Records:
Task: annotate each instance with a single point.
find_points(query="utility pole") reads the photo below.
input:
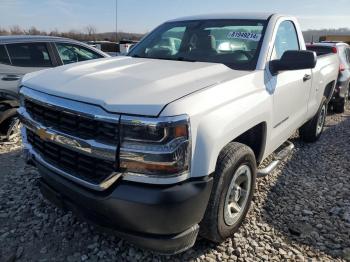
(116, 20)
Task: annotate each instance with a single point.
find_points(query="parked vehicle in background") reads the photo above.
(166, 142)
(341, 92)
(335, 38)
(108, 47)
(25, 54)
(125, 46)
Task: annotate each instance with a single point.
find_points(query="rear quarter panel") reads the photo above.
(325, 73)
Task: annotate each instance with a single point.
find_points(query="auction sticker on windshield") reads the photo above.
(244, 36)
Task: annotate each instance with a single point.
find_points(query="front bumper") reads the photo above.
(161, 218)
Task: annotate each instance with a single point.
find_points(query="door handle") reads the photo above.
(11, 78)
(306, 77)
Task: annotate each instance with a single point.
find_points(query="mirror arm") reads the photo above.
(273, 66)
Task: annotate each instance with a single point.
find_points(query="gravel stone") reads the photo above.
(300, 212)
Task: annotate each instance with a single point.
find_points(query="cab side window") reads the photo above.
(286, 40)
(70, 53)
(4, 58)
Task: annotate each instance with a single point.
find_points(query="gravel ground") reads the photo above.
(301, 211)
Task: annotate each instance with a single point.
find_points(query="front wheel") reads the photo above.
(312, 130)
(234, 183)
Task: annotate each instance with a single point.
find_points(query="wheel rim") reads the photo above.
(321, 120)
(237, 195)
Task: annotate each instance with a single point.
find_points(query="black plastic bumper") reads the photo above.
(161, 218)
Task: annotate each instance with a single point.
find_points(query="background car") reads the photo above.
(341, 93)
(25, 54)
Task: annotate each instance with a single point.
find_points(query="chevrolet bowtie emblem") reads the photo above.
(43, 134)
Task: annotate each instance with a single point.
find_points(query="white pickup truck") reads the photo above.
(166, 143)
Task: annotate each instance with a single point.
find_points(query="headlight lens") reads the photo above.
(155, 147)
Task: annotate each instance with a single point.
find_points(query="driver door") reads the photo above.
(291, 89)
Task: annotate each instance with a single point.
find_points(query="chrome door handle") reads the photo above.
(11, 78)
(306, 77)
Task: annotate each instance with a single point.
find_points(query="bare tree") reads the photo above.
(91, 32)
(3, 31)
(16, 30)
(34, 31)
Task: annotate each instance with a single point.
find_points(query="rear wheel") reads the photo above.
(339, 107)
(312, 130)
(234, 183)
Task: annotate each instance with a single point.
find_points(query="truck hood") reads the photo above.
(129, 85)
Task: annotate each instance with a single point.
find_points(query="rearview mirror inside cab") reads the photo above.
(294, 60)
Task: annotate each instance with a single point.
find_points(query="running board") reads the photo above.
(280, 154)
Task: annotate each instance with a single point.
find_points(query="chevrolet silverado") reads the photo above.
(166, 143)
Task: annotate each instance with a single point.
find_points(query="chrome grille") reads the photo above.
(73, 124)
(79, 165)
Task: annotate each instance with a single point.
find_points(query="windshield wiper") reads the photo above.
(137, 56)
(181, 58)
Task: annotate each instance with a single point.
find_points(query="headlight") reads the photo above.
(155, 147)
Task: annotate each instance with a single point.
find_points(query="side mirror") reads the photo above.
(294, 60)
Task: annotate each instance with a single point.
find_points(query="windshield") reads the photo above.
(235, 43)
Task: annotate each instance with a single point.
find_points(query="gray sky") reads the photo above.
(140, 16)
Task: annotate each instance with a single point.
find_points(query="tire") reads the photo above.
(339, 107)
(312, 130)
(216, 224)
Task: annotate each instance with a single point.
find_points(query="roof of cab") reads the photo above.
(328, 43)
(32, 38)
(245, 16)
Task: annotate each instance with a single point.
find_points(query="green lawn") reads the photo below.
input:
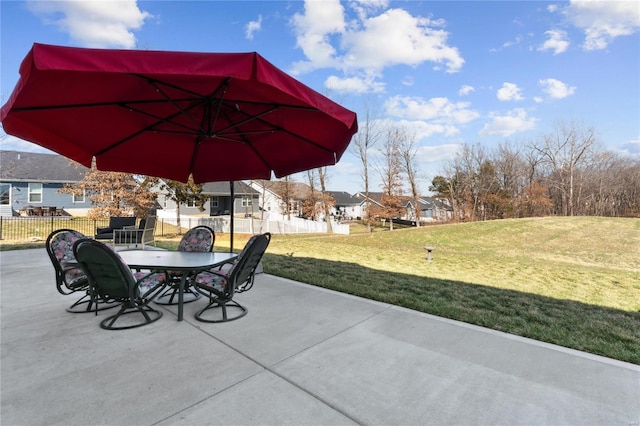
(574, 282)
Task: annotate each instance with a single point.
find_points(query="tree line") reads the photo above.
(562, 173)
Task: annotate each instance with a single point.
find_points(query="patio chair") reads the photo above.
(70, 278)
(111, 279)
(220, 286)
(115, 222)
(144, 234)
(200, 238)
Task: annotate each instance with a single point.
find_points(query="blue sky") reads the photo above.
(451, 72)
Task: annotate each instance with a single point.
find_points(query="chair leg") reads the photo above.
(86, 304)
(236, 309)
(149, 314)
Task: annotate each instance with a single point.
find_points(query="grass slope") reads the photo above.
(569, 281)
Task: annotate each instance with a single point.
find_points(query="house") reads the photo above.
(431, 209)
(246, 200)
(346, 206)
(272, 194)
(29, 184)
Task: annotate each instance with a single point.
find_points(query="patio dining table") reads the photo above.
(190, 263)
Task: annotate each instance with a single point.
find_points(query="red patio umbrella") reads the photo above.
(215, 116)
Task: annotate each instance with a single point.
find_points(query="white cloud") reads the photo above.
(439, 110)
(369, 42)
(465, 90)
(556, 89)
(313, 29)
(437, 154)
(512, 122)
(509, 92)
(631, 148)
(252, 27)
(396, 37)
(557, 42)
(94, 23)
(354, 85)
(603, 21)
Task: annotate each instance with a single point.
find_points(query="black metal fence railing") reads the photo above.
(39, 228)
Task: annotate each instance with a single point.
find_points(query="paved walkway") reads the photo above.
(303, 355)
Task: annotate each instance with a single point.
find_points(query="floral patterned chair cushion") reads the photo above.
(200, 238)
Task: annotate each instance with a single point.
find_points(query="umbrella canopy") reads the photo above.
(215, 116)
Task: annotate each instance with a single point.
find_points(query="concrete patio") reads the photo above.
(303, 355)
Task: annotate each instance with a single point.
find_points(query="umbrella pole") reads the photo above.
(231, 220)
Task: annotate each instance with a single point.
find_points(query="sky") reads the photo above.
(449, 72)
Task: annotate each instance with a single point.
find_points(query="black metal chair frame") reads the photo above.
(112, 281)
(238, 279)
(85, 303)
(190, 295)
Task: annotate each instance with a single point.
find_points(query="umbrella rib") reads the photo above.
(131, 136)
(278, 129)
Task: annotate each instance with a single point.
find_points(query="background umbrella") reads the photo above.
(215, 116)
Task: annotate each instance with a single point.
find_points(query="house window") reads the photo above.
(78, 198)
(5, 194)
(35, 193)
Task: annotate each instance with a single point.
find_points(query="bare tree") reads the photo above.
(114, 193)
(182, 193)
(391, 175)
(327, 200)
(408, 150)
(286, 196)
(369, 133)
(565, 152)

What is being asked:
Identify every row above that contains the string "gravel", and copy each of those rows in full.

Response to this task:
find_points(query="gravel stone") reads the photo above.
find_points(query="gravel ground") reads the photo above.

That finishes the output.